## WHAT YOU ARE ASKED TO DO
Please update only the lines from the line with "TARGET = building" up to and including the line with "x=188, y=44". Write them out again with "pin" changed to "marker" and nothing else altered.

# START OF RECORDS SHOWN

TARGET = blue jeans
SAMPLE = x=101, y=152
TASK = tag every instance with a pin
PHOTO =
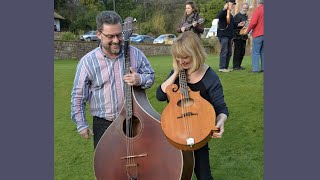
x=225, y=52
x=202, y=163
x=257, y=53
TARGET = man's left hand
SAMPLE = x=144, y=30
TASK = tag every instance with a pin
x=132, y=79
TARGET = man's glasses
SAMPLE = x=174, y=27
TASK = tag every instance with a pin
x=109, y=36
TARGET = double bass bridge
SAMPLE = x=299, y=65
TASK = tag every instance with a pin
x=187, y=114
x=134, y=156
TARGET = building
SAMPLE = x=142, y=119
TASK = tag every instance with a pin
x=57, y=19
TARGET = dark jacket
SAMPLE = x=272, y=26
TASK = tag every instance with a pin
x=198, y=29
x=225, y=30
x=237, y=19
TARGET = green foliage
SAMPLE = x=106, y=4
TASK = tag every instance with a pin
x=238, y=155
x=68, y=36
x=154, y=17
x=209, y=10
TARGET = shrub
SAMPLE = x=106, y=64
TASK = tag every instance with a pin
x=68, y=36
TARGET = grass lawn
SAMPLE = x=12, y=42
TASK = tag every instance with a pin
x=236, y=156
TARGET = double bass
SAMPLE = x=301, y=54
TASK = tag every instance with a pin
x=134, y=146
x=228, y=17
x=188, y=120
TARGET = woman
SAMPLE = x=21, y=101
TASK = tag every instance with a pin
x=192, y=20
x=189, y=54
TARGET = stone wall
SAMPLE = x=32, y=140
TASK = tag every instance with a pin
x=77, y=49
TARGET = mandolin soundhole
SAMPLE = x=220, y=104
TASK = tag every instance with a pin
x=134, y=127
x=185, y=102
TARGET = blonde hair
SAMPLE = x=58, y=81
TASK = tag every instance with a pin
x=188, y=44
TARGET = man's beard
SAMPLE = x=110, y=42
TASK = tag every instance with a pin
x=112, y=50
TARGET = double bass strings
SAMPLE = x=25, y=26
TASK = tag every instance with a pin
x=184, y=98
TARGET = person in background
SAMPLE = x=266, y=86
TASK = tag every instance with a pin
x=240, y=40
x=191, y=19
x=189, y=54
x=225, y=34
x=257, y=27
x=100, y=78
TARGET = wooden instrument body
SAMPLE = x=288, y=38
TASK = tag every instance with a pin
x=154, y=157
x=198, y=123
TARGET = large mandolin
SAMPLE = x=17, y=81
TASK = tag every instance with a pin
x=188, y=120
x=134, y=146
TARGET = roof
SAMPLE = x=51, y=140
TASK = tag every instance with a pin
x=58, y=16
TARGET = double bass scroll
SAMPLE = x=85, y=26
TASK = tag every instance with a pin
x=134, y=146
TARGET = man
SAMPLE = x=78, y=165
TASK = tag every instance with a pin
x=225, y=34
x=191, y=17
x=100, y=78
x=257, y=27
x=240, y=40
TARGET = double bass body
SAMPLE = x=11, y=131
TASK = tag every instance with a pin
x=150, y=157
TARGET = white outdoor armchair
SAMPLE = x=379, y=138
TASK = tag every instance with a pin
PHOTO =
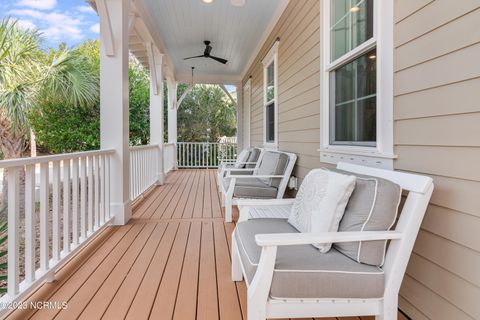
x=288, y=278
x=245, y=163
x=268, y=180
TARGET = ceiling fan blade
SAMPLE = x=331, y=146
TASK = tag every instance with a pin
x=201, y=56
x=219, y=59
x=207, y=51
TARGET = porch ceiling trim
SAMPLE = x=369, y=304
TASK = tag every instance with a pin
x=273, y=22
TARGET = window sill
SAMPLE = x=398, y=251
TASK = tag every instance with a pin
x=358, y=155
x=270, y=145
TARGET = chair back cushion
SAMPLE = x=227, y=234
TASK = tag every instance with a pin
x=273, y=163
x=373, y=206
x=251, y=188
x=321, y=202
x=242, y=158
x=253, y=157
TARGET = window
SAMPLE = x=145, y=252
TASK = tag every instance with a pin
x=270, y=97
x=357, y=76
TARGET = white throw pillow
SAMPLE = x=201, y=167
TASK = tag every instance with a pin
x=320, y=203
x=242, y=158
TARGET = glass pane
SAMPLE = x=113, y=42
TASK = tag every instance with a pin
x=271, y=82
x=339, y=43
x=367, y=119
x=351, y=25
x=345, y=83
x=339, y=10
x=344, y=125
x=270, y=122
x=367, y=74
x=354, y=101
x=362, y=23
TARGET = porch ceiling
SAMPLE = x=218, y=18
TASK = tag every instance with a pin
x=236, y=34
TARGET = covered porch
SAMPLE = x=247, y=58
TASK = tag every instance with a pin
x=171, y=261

# END OF RECORDS SHOWN

## ANSWER
TARGET = building
SAMPLE = x=142, y=119
TASK = tag every instance with a marker
x=57, y=19
TARGET = dark jacket
SAMPLE = x=272, y=26
TASK = tag every instance with a marker
x=198, y=29
x=225, y=30
x=237, y=19
TARGET = green foliage
SAMPLE = x=106, y=4
TASK = tag every instance with a marker
x=238, y=155
x=68, y=36
x=154, y=17
x=209, y=10
TARGET = shrub
SAMPLE = x=106, y=64
TASK = tag every instance with a marker
x=68, y=36
TARGET = grass lawn
SAMPLE = x=12, y=42
TASK = tag every instance with a marker
x=236, y=156
TARGET = double bass
SAMPLE = x=301, y=54
TASK = tag every instance with a marker
x=134, y=146
x=228, y=17
x=188, y=120
TARGET = woman
SAMPLE = x=21, y=101
TASK = tag every instance with a marker
x=192, y=20
x=189, y=54
TARGET = stone wall
SAMPLE = x=32, y=140
TASK = tag every instance with a marker
x=77, y=49
TARGET = mandolin soundhole
SAMPLE = x=220, y=104
TASK = tag every instance with a marker
x=134, y=127
x=185, y=102
TARGET = blonde hair
SAMPLE = x=58, y=81
TASK = tag every instance with a marker
x=188, y=44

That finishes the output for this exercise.